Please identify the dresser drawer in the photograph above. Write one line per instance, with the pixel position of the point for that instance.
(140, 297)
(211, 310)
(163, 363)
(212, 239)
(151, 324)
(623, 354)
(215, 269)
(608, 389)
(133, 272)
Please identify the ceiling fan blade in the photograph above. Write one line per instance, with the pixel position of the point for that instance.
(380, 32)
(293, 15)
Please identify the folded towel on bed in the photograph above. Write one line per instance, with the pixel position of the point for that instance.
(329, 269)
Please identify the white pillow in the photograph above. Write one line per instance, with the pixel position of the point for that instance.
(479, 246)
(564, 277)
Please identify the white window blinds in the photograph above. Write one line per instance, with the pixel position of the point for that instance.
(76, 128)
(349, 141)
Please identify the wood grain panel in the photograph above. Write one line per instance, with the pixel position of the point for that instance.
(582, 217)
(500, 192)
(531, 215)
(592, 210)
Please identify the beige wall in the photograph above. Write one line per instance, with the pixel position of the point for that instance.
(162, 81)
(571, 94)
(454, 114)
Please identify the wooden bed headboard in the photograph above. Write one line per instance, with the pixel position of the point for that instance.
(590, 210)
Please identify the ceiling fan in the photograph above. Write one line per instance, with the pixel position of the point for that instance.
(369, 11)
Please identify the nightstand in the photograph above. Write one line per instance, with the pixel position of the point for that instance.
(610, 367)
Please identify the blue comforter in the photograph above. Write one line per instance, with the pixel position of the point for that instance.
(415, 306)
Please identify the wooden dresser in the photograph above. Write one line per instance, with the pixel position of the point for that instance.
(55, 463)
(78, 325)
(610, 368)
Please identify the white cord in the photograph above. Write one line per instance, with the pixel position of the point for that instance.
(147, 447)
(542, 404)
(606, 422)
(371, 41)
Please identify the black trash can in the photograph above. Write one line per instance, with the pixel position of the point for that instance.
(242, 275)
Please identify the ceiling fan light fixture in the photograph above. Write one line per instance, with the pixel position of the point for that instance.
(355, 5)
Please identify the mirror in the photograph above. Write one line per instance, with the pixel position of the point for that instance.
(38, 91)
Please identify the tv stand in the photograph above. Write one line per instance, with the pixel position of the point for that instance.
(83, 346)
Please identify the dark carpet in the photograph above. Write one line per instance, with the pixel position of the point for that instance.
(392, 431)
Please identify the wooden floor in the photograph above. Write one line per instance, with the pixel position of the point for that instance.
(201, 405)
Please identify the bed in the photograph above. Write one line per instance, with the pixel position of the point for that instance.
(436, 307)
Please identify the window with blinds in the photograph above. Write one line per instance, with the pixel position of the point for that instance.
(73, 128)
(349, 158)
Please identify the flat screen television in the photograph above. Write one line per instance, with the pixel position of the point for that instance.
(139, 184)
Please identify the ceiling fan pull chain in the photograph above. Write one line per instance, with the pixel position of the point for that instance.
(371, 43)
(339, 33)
########
— TASK TO CARRY OUT —
Extract every line of the records above and reproduce each one verbatim, in its original order.

— FULL OUTPUT —
Please identify the dresser drawer in the photograph above. Write one line per instance, with the pixel position of the point for that instance.
(140, 297)
(211, 310)
(163, 363)
(212, 239)
(151, 324)
(623, 354)
(215, 269)
(608, 389)
(133, 272)
Please identify the ceiling fan blade in the photograph above. Write one line per instance, with the pixel position of the point for that instance.
(380, 32)
(293, 15)
Please identify the folded towel on bed in the photograph above. Write one line per instance, with the pixel position of the point for that instance.
(329, 269)
Please identify the white pillow in the photograph above. Write one line per instance, with the pixel position of the point for that instance.
(479, 246)
(564, 277)
Please identify the white window blinds in the photograph above. Write one line per instance, with the pixel position of the point for that instance.
(76, 128)
(349, 141)
Please identify the wood grain panel in the photograph above. Write one line per instance, with the pixel position of the point for that instance.
(582, 217)
(500, 192)
(531, 215)
(592, 210)
Please identify the beige wall in the photograph above. Write one line per instance, with the pixel position of the point for that instance.
(162, 81)
(571, 94)
(454, 114)
Please identify the wooden bed headboard in the photograph above. Write one line per instance, with the pixel position of the point for that instance.
(590, 210)
Please identify the ceiling fan in the photograph above. Write one line per instance, with the pixel position of the point for that instance.
(369, 11)
Please identify the nightstand in the photograph above. Write one line per instance, with the pixel position of the point for that instance.
(610, 367)
Please identify the blue comforter in the photograph above. Write one line per instance, with the pixel position of the point for that instance.
(415, 306)
Please identify the wooden dresser in the photograph above. Write one line per instance, with the pixel position of the point for that instance.
(55, 463)
(78, 325)
(610, 368)
Please identify the white cord in the photograph above. Write one line per instance, with the pixel position of the point for that instance.
(147, 447)
(542, 404)
(606, 422)
(371, 41)
Please identify the black trash can in the photograph above. Write one line per instance, with the pixel position of the point for that instance.
(242, 275)
Please identify the ceiling fan light fixture in the photograph above. Write one line per instance, with the pixel position of the point for that instance.
(355, 5)
Please identify the mirror in the photograph above. Write one line per instance, with the pixel position of the point for that instance.
(38, 91)
Please identify the tv stand in the photograph above. Write one line per instance, with the pixel position of the point for that instance.
(83, 346)
Please identify the dark carpet in the photograph above. Write one line per instance, with the pixel position of the point for that instance.
(392, 431)
Please identify the wooden floor in the photograph above. Write one line per instance, with the pixel position of the point for that instance.
(201, 405)
Please identify the bed in the photograph above. Write one line per instance, with the pixel position of the point for that instance.
(436, 307)
Please identify the window with blinds in the photograph above. Write one line per instance, with the pixel position of the point for that instance.
(73, 128)
(349, 158)
Please identify the flat screen television in the photograph above. Write one line per instance, with the pixel position of the point for that instance.
(139, 184)
Please identify the ceiling fan pull chain in the photograph above. Write one line per instance, with the pixel position of the point for that instance.
(371, 43)
(339, 33)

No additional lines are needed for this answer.